◆ **Document passage**:

****************************************

# Hunter (was Lil' Pip) gets rescued. Here's his video.



## smlcm (Oct 11, 2009)




----------



## Snowbody (Jan 3, 2009)

Bron -- talk about a makeover. :chili::chili: Hunter is so cute and sweet and looks like a little living doll after his grooming. :tender: When was he rescued and is he as sweet as he looks? I wonder what his background was - how could a cutie like that end up in a shelter? :smcry: Just love him. I hope that someone adopts him. I know their love will be replayed in triplicate. Thank you and AMA Rescue for saving his live. :thumbsup:


----------



## michellerobison (Dec 17, 2009)

What a little cutie pie. I'm so glad he's on his way to a happy life.. I love the music,I haven't heard that song in years!


----------



## edelweiss (Apr 23, 2010)

:cheer::cheer::cheer:
:celebrate - firewor:celebrate - firewor:celebrate - firewor

:crying:

:wub::wub::wub:


----------



## Summergirl73 (Sep 18, 2011)

*Oh Hunter is absolutely precious. ♥♥♥♥. This video makes me want to go wake up my sleeping Diva from her midnight slumber and just snuggle her! *


----------



## Furbabies mom (Jul 25, 2011)

What a precious little baby! He looks so sweet and absolutely gorgeous!!


----------



## Tanner's Mom (May 27, 2005)

What a sweet little boy. I'm so glad he's with y'all.


----------



## Katkoota (Feb 18, 2006)

Bless him :wub: i am very happy that he is in the loving home now :wub:


----------



## MoonDog (Jun 6, 2011)

Awww, Hunter is adorable! This video made me smile.

****************************************

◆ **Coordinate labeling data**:
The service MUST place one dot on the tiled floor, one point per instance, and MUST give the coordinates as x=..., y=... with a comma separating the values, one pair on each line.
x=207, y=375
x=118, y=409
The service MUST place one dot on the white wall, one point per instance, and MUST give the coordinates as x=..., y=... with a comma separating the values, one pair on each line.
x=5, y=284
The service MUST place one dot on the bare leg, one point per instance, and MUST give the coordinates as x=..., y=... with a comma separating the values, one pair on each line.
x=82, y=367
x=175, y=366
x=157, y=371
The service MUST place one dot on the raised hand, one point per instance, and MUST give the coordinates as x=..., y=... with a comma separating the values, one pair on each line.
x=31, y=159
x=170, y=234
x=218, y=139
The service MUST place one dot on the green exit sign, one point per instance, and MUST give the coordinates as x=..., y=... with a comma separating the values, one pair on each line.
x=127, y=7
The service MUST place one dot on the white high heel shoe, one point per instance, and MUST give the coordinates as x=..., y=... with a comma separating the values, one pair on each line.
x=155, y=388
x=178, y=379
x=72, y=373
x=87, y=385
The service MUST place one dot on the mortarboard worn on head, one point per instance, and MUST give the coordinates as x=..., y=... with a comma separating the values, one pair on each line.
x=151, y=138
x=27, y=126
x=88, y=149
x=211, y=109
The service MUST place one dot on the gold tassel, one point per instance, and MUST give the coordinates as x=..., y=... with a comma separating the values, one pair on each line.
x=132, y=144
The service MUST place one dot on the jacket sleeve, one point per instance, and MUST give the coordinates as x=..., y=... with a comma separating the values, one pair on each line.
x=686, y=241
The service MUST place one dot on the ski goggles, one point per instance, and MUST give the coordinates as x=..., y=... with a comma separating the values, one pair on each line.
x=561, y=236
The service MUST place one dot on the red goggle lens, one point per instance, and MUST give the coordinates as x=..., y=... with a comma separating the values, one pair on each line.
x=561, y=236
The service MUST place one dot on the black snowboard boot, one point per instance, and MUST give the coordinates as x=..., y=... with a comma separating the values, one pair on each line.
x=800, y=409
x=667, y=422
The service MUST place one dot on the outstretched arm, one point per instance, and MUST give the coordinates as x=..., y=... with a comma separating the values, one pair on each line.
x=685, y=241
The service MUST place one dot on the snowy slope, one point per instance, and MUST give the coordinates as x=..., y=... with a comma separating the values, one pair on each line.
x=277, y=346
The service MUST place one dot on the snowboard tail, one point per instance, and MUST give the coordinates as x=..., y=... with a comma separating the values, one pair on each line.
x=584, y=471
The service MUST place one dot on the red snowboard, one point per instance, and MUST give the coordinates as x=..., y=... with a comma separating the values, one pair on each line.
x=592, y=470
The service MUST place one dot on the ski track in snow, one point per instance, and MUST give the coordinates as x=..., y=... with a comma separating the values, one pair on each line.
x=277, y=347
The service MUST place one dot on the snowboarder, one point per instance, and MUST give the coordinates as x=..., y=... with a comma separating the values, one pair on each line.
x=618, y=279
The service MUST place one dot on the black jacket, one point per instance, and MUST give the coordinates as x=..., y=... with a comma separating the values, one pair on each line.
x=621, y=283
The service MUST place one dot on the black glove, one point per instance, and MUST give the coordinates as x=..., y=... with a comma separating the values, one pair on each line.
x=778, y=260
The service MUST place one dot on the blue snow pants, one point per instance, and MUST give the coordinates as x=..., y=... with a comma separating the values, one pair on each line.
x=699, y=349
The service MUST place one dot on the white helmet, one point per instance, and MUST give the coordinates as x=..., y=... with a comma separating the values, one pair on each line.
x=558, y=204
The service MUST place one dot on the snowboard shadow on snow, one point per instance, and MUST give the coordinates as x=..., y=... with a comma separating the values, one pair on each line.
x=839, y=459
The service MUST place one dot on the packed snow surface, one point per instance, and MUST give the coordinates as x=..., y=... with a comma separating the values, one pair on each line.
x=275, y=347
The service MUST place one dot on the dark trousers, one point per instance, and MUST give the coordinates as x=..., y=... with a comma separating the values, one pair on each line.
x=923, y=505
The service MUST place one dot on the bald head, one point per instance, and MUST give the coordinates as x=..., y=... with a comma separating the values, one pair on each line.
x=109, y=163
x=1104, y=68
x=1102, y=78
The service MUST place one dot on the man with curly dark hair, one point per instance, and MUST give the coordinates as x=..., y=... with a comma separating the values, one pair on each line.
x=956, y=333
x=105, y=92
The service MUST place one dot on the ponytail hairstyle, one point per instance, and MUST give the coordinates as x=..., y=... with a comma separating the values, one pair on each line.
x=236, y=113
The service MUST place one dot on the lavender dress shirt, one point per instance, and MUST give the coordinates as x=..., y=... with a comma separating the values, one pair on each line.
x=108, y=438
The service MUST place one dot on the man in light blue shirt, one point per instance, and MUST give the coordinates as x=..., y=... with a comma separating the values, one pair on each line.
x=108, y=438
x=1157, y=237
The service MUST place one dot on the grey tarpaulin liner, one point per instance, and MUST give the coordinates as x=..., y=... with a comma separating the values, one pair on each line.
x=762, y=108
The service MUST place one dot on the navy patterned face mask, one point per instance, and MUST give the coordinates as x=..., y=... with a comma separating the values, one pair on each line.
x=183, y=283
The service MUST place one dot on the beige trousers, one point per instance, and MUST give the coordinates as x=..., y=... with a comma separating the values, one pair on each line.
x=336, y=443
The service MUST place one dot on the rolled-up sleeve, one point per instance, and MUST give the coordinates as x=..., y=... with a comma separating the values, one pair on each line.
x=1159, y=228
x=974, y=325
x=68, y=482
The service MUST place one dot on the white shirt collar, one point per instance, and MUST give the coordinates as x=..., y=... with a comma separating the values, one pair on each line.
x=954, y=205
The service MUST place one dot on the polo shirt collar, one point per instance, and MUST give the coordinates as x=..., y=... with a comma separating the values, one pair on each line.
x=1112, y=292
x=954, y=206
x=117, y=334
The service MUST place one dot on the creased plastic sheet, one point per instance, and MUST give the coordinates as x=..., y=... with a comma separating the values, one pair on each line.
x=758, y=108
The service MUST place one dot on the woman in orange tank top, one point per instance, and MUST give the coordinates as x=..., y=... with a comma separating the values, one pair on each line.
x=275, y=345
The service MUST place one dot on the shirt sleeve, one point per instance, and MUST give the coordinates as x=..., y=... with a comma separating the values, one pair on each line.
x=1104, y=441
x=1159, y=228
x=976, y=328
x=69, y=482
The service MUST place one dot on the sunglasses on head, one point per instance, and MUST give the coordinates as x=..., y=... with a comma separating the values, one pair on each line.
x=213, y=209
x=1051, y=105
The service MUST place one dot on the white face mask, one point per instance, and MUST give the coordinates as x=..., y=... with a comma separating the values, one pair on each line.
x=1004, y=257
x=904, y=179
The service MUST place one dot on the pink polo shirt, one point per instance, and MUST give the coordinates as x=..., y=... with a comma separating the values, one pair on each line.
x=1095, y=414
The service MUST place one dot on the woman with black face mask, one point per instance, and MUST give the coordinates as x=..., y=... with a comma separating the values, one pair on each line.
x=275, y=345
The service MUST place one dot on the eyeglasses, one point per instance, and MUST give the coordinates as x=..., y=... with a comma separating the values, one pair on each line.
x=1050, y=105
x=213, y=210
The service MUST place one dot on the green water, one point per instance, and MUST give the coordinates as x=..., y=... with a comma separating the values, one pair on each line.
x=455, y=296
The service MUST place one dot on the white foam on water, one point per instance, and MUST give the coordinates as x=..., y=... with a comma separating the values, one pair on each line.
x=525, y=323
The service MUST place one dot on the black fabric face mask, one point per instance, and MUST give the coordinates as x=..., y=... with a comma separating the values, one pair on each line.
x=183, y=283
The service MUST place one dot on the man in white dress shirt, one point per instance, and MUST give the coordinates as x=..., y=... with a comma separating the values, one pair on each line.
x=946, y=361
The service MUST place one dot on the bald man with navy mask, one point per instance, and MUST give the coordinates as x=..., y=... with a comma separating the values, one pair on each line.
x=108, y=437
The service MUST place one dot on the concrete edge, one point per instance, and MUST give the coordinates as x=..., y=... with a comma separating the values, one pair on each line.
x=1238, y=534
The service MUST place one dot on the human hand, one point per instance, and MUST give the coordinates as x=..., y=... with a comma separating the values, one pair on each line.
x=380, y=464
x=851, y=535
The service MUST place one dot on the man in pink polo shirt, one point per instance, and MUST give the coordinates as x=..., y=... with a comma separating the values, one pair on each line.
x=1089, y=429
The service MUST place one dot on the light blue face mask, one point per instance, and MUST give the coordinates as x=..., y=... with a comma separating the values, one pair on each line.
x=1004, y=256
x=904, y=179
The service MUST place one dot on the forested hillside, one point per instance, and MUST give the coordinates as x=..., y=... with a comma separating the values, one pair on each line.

****************************************

◆ **Set of tasks**:
#1 Answer these questions about the forum thread about Hunter's rescue:
(a) What was Hunter's name before?
(b) Which rescue does Snowbody thank for saving him?
(c) What does Summergirl73 say the video makes her want to do?
#2 Extend the forum thread about Hunter's rescue with more replies, picking up after MoonDog's post.
The listing has no connection to the forum thread about Hunter's rescue.

◆ **Final answers**:
#1
(a) Lil' Pip
(b) AMA Rescue
(c) Wake up her sleeping Diva from her midnight slumber and snuggle her.

#2
----------



## plenty pets 20 (Jul 8, 2006)

Great job once again Bron. A great save and great video. I think this boy should come to Fort Bragg. LOL He is darling. 
He is getting his dental done today to extract the rest of his rotten teeth and I hope he does well.


----------



## romeo&juliet (Jun 23, 2011)

OMG hunter is just the cutest little handsome boy i want to just save them all oh hes so adorable :wub::wub::wub:


----------



## Malt Shoppe (Jul 20, 2011)

It doesn't matter who these precious Maltese dogs belong to; I fall in love with everyone of them...all of YOURS on SM and all the rescued ones.....I can't help it, they are all so precious.

Whoever ends up with Hunter is truly blessed; he's a sweetheart.

A job well done......


----------



## 4furkidsmom (Nov 29, 2009)

*hunter adoption*

I live in Tucson and would like to adopt Hunter. Not sure who to contact...did not see him on the AMA site or petfinder. Can someone give me further info. thank you!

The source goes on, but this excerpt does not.